### Goal
Write out again everything from the line that contains "[segment] red fire" down to the last line, requests included, and shift each coordinate in the answers by adding 129 to it.
-- Start of Provided material --
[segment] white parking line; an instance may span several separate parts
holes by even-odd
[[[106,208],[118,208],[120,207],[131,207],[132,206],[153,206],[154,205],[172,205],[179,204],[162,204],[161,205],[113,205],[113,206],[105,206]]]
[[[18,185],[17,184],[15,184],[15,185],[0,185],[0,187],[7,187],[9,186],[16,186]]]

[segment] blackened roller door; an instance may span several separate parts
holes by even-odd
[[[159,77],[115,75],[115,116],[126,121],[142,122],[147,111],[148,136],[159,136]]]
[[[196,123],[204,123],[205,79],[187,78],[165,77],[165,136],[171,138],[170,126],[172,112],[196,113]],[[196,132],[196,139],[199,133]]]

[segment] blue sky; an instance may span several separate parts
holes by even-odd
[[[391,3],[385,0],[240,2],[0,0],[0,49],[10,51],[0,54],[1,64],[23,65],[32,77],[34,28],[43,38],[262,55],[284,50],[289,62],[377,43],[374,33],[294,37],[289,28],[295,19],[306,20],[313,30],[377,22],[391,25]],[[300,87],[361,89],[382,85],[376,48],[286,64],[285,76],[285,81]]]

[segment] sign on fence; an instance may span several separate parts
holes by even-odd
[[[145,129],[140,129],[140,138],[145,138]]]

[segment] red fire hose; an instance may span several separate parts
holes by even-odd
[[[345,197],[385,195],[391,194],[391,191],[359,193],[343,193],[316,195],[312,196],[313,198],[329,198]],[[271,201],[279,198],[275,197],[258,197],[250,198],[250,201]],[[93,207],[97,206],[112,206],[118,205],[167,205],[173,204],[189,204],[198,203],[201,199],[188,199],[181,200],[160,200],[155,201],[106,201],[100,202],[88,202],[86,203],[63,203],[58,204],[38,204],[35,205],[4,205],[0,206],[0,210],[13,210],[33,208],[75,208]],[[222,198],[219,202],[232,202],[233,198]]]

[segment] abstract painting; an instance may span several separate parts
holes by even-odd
-- End of Provided material --
### Answer for this exercise
[segment] red fire hose; an instance may span several separate parts
holes by even-odd
[[[474,326],[514,324],[520,323],[520,320],[488,322],[472,322],[445,324],[441,325],[442,327],[458,327]],[[400,330],[408,327],[404,326],[387,326],[379,327],[379,330]],[[222,336],[226,335],[241,335],[247,334],[296,334],[302,333],[318,333],[327,332],[330,328],[317,328],[310,329],[289,329],[284,330],[235,330],[229,331],[217,331],[215,332],[192,332],[187,333],[167,333],[164,334],[133,334],[129,335],[129,339],[142,339],[162,337],[204,337]],[[351,327],[348,331],[361,331],[362,327]]]

[segment] abstract painting; an instance may span several separate parts
holes by even-odd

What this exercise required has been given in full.